_Consigne_: Présentez les lignes de toutes les entrées ci-dessous sous forme de liste numérotée, en omettant les lignes vides.

_Support de l'exercice_:

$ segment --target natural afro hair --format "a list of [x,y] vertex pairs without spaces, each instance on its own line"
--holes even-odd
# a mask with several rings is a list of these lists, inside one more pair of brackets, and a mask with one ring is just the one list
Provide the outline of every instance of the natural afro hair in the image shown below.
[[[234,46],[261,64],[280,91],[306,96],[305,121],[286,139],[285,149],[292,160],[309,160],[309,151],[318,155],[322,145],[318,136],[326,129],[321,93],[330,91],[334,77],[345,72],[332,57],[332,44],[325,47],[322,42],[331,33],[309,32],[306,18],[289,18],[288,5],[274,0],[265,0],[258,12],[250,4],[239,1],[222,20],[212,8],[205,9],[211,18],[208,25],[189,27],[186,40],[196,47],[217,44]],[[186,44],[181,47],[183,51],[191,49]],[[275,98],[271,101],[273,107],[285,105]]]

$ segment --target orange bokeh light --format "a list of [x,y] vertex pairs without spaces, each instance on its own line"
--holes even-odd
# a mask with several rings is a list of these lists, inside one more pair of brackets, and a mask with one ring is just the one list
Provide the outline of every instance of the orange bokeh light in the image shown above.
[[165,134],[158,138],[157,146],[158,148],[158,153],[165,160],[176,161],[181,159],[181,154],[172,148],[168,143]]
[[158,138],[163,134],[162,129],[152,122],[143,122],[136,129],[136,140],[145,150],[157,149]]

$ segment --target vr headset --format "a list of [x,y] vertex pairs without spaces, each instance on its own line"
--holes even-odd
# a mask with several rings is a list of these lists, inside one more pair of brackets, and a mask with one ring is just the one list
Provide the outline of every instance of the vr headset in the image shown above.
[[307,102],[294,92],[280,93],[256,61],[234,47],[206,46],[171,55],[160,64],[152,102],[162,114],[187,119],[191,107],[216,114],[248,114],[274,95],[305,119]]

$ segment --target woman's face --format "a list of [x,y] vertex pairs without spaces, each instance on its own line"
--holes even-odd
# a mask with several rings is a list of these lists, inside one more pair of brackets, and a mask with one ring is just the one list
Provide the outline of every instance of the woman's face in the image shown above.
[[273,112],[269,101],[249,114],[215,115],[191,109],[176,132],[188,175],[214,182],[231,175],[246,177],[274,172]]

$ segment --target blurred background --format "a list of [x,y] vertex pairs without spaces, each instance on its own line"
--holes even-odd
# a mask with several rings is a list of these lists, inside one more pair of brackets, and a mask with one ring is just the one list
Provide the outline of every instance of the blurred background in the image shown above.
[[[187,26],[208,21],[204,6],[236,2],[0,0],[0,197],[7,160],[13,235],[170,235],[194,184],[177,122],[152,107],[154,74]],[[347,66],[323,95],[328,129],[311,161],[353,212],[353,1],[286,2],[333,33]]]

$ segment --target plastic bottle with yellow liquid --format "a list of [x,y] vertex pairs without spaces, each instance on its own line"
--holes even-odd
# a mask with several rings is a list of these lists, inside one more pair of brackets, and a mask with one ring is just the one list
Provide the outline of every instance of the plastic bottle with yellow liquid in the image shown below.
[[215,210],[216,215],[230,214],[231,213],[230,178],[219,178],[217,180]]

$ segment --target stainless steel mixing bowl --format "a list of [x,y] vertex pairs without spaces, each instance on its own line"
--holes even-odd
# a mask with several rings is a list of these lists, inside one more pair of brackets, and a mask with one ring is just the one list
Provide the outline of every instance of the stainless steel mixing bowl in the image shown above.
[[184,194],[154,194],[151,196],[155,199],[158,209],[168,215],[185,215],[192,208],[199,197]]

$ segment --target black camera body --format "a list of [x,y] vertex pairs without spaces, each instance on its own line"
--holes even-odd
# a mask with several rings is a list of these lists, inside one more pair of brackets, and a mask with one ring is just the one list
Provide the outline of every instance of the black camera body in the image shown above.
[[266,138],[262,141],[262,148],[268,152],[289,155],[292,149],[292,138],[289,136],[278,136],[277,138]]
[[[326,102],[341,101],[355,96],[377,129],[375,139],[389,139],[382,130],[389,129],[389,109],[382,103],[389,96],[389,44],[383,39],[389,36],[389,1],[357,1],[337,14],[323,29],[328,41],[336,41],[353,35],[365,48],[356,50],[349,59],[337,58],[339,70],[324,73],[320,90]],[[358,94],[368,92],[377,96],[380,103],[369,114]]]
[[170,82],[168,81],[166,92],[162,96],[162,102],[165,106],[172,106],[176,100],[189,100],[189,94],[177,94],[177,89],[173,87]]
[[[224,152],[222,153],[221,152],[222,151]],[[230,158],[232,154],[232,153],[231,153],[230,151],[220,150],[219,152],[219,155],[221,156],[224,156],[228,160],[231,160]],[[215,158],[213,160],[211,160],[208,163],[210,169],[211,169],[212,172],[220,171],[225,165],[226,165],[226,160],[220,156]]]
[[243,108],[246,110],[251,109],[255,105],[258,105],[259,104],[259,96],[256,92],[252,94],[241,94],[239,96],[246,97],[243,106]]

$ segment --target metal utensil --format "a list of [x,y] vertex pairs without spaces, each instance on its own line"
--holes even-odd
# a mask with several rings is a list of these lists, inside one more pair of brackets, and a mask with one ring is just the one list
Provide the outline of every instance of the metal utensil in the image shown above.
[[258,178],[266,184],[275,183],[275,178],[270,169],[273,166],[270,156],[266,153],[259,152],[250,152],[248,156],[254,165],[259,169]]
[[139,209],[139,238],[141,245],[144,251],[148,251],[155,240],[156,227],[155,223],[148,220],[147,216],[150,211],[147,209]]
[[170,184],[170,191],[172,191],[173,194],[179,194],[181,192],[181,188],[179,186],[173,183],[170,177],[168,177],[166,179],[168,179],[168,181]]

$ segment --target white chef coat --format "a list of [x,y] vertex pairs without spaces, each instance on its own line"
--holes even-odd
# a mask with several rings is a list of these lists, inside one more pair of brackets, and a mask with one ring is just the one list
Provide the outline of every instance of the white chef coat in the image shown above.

_Sortie complète_:
1. $ segment --target natural afro hair --format "a list of [x,y] vertex pairs without spaces, each instance on its own line"
2. --holes even-odd
3. # a mask with several rings is a list of these lists, inside one more pair of brackets, and a mask with one ring is just the one list
4. Provide the outline of every instance of the natural afro hair in the image shown below.
5. [[[234,46],[261,64],[280,91],[306,96],[305,121],[286,139],[285,149],[292,160],[309,160],[309,151],[318,155],[322,145],[318,136],[326,129],[321,93],[330,91],[334,77],[345,72],[332,57],[332,44],[325,47],[322,42],[331,33],[309,32],[306,18],[289,18],[288,5],[274,0],[265,0],[258,12],[250,4],[239,1],[222,20],[212,8],[205,9],[211,18],[208,25],[189,27],[186,40],[196,47],[217,44]],[[186,44],[181,47],[183,51],[191,49]],[[275,98],[271,101],[273,107],[285,105]]]
6. $ segment --target orange bokeh light --format "a list of [x,y] vertex pairs without spaces, each instance on its own line"
7. --holes even-odd
8. # a mask with several rings is a list of these lists, inside one more pair of brackets, and a mask with one ring is just the one list
9. Provide the outline of every instance of the orange bokeh light in the image shown above.
10. [[165,134],[158,138],[157,146],[158,148],[158,153],[165,160],[176,161],[181,159],[181,154],[172,148],[168,143]]
11. [[158,138],[163,134],[162,129],[152,122],[143,122],[136,129],[136,140],[145,150],[157,149]]
12. $ segment --target vr headset --format "a list of [x,y] vertex pairs without spaces, each instance on its own line"
13. --holes even-odd
14. # a mask with several rings is a list of these lists, inside one more pair of brackets, and a mask with one ring is just the one list
15. Provide the outline of every instance of the vr headset in the image shown above.
16. [[307,102],[294,92],[280,93],[256,61],[234,47],[206,46],[171,55],[160,64],[152,102],[162,114],[187,119],[191,107],[216,114],[248,114],[274,95],[305,119]]
17. $ segment --target woman's face --format "a list of [x,y] vertex pairs without spaces, each instance on its own line"
18. --holes even-odd
19. # a mask with several rings is a list of these lists, inside one more pair of brackets, and a mask with one ring is just the one list
20. Provide the outline of every instance of the woman's face in the image shown above.
21. [[273,112],[269,101],[249,114],[215,115],[191,109],[176,132],[188,175],[214,182],[231,175],[246,177],[274,172]]
22. $ segment --target blurred background --format "a list of [x,y] vertex pairs without spaces, each instance on its own line"
23. --holes even-odd
24. # a mask with several rings is a list of these lists, inside one more pair of brackets, and a mask with one ring is just the one list
25. Provide the outline of every instance of the blurred background in the image shown above.
26. [[[187,26],[208,21],[204,6],[236,2],[0,0],[0,197],[7,160],[13,235],[170,235],[194,184],[177,122],[152,107],[154,74]],[[347,66],[323,95],[328,129],[311,161],[353,212],[353,1],[286,2],[333,33]]]
27. $ segment --target plastic bottle with yellow liquid --format "a list of [x,y] vertex pairs without spaces, each instance on its own line"
28. --holes even-odd
29. # a mask with several rings is a list of these lists, inside one more pair of brackets, and a mask with one ring is just the one list
30. Provide the outline of every instance of the plastic bottle with yellow liquid in the image shown below.
31. [[215,210],[216,215],[230,214],[231,213],[230,178],[219,178],[217,180]]
32. $ segment --target stainless steel mixing bowl --format "a list of [x,y] vertex pairs without spaces, each instance on its own line"
33. --holes even-odd
34. # a mask with several rings is a list of these lists, inside one more pair of brackets, and a mask with one ring is just the one list
35. Provide the outline of every instance of the stainless steel mixing bowl in the image shown above.
36. [[184,194],[154,194],[151,196],[155,199],[158,209],[168,215],[185,215],[192,208],[199,197]]
37. $ segment --target black camera body --format "a list of [x,y] vertex pairs without spaces, each instance on its own line"
38. --holes even-odd
39. # a mask with several rings is a list of these lists, inside one more pair of brackets, and a mask with one ring is just the one list
40. Provide the outline of every instance of the black camera body in the image shown above.
41. [[266,138],[262,141],[262,148],[268,152],[289,155],[292,149],[292,138],[289,136],[278,136],[277,138]]
42. [[[326,102],[341,101],[355,96],[377,129],[375,139],[389,139],[382,130],[389,129],[389,109],[382,103],[389,96],[389,44],[383,39],[389,36],[389,1],[357,1],[337,14],[323,29],[328,41],[336,41],[353,35],[365,48],[356,50],[349,59],[337,58],[339,70],[324,73],[320,90]],[[358,94],[368,92],[377,96],[380,103],[369,114]]]
43. [[170,82],[168,81],[166,92],[162,96],[162,102],[165,106],[172,106],[176,100],[189,100],[189,94],[177,94],[177,89],[173,87]]
44. [[[224,152],[222,153],[221,152],[222,151]],[[230,158],[232,154],[232,153],[231,153],[230,151],[220,150],[219,152],[219,155],[221,156],[224,156],[228,160],[231,160]],[[215,158],[213,160],[211,160],[208,163],[210,169],[211,169],[212,172],[220,171],[225,165],[226,165],[226,160],[220,156]]]
45. [[243,108],[246,110],[251,109],[255,105],[258,105],[259,104],[259,96],[256,92],[252,94],[241,94],[239,96],[246,97],[243,106]]
46. $ segment --target metal utensil --format "a list of [x,y] vertex pairs without spaces, each instance on its own line"
47. --holes even-odd
48. # a mask with several rings is a list of these lists, inside one more pair of brackets, and a mask with one ring is just the one list
49. Provide the outline of every instance of the metal utensil in the image shown above.
50. [[258,178],[266,184],[275,183],[275,178],[270,169],[273,166],[270,156],[266,153],[259,152],[250,152],[248,156],[254,165],[259,169]]
51. [[139,209],[139,238],[141,245],[144,251],[148,251],[155,240],[156,227],[155,223],[148,220],[147,216],[150,211],[147,209]]
52. [[170,184],[170,191],[172,191],[173,194],[179,194],[181,192],[181,188],[179,186],[173,183],[170,177],[168,177],[166,179],[168,179],[168,181]]
53. $ segment --target white chef coat --format "a list of [x,y] vertex pairs without spaces, each instance on its own line"
54. --holes even-odd
55. # a mask with several rings is a list of these lists, inside one more pair of brackets, and a mask with one ring is just the one list
56. Provide the outline of every instance of the white chef coat in the image shown above.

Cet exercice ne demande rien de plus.